*** Selection ***

While everyone's debating Ellen Page's likeness claims this week, is there a bigger issue that faces gaming concerning the use of Hollywood actors?
I can see why one could be concerned about this. In some cases I'd say rightful so. On the other hand this is a great thing for the industry though. Hollywood stars are Hollywood stars because people like their work. This could be a step forward for gaming to be taken a little more seriously by even entertainment industry veterans. However, I don't think movie stars will make too many appearances (via face mo-cap at least). It's looking good as it is. Of course nobody wants to see Kristen Stewart anywhere near their game worlds and I don't think that's about to happen.
I have one simple reason why I don't like celebrities in games... balloned budget. Money that could have went directly into the design. Example: more time to add things and, or polish, refinement, Etcetera.
I agree. I also think pure animations get overlooked over the costly and so-called "performance capture". It's not something that needs to disappear, but it's definitely a trend that could use some restraint. Bioshock Infinite's Elizabeth with her cartoon-like animations was a much more emotionally engaging character than a performance-captured Sam Worthington in Avatar.
That's true, I haven't thought about that. Still, I believe the developers know what they are doing with their budget. At least that's my experience with celebrities in games. I think LA Noire and The Last of Us couldn't have pushed the border remarkably further. Sometimes budget isn't even a problem in production, see Hollywood.
You know that hadn't occurred to me but it makes a lot of sense and I wish I'd included that as a point in the original article. It stands to reason that money spent securing likeness rights very well could be better spent in developing a deeper gameplay experience.

*** Excerpted records ***

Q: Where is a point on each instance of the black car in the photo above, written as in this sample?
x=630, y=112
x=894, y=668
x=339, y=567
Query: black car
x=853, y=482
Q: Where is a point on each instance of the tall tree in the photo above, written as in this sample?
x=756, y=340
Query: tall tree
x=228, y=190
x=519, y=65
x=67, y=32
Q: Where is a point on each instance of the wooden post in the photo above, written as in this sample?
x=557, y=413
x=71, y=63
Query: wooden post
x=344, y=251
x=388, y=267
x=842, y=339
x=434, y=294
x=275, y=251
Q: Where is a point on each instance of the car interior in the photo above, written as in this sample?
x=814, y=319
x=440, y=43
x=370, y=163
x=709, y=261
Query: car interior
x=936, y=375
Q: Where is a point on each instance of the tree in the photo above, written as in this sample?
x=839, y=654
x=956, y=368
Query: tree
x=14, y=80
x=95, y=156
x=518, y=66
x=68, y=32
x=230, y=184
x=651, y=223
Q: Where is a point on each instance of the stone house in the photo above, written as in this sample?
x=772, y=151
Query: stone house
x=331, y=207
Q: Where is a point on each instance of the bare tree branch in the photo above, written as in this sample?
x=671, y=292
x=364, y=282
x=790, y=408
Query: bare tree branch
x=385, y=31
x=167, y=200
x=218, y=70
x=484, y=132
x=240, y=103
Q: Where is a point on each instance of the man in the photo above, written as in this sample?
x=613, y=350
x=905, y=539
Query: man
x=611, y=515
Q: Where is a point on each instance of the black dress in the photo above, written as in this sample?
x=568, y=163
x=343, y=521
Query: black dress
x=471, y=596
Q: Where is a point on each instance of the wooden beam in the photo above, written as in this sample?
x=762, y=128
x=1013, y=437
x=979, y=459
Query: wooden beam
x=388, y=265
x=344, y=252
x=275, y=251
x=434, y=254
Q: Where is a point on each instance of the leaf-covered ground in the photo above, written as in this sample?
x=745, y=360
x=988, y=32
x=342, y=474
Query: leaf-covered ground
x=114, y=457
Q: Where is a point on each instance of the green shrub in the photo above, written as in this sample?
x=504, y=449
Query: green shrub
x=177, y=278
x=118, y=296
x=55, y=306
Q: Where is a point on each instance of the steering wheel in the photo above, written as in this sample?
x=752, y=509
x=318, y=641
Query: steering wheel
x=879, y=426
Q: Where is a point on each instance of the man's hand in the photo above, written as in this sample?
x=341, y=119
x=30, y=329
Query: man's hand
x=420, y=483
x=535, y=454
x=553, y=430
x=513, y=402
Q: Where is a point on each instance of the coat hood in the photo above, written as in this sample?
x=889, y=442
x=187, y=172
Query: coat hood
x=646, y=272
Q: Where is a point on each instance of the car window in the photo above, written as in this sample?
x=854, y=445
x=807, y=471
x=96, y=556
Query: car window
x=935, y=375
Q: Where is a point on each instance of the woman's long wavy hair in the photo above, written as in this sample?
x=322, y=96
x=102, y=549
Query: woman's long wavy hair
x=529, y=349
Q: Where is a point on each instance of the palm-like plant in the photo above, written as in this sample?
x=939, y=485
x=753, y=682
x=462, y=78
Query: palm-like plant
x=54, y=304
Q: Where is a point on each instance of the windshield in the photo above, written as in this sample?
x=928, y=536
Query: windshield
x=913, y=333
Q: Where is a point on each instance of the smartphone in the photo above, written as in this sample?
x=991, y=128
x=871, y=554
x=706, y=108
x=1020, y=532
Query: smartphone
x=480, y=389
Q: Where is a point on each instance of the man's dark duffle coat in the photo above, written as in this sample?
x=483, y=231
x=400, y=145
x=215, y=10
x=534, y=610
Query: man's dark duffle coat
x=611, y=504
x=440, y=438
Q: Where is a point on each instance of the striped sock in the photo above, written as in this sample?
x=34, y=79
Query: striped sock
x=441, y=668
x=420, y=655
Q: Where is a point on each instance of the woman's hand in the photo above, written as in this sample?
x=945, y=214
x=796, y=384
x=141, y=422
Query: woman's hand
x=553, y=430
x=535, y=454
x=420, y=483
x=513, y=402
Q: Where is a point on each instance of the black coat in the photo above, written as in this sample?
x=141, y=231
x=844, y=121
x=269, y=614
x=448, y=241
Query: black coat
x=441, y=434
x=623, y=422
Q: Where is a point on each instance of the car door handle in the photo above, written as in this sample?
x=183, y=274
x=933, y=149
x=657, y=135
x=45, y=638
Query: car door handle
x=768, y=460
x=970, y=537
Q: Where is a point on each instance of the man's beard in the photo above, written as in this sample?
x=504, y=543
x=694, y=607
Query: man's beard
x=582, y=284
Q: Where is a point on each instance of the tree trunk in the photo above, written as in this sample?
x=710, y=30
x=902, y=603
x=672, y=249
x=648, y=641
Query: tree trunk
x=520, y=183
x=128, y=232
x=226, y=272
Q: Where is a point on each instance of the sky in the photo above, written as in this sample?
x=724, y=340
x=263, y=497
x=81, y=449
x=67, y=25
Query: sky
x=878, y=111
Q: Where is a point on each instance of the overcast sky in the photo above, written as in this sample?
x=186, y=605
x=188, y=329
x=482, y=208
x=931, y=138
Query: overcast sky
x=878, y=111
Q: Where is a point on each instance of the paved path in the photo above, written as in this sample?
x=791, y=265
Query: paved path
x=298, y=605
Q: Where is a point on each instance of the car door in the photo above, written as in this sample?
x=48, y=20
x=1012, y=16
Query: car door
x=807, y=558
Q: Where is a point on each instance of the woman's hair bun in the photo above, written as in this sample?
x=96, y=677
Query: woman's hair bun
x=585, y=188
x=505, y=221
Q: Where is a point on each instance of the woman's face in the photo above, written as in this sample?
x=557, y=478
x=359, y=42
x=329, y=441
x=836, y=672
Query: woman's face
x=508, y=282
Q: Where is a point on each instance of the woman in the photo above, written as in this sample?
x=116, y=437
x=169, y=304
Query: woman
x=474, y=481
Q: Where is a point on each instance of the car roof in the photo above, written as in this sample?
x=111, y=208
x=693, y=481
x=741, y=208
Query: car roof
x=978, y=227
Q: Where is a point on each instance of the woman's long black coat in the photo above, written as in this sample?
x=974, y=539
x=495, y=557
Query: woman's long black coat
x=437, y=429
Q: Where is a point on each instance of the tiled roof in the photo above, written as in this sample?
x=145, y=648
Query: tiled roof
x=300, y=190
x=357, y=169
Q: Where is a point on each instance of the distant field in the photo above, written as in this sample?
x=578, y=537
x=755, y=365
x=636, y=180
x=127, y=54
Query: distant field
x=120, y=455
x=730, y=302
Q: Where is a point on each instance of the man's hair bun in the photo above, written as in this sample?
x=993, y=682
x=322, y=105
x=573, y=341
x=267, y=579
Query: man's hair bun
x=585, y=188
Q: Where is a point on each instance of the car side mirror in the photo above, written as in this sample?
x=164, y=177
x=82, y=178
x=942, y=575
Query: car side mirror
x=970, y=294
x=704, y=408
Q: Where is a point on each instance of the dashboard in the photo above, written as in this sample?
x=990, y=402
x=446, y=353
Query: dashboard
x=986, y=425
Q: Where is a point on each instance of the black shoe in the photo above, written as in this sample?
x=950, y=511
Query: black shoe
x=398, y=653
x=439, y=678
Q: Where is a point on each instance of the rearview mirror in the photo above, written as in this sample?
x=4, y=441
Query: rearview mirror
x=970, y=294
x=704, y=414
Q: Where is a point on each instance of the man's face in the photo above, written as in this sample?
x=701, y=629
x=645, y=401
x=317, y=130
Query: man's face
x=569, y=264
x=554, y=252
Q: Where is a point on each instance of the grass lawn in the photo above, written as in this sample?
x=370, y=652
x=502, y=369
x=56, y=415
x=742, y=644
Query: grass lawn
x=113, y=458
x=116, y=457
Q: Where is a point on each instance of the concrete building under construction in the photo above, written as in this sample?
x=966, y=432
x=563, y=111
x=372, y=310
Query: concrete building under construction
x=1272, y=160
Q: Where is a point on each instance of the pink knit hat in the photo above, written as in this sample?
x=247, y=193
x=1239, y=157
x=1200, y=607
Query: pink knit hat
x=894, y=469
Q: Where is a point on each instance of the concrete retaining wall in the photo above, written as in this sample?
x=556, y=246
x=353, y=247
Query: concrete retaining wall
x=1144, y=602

***

[Task list]
#1 Answer each question from the discussion above, one line per answer:
(a) Whose likeness claims are being debated this week?
(b) Which character is described as having cartoon-like animations?
(c) Which two games are named as having pushed the border remarkably further?
#2 Please reproduce the part of the discussion starting at "While everyone's debating" and ending at "about to happen.".

[Answers per task]
#1
(a) Ellen Page's
(b) Elizabeth from Bioshock Infinite
(c) LA Noire and The Last of Us

#2
While everyone's debating Ellen Page's likeness claims this week, is there a bigger issue that faces gaming concerning the use of Hollywood actors?
I can see why one could be concerned about this. In some cases I'd say rightful so. On the other hand this is a great thing for the industry though. Hollywood stars are Hollywood stars because people like their work. This could be a step forward for gaming to be taken a little more seriously by even entertainment industry veterans. However, I don't think movie stars will make too many appearances (via face mo-cap at least). It's looking good as it is. Of course nobody wants to see Kristen Stewart anywhere near their game worlds and I don't think that's about to happen.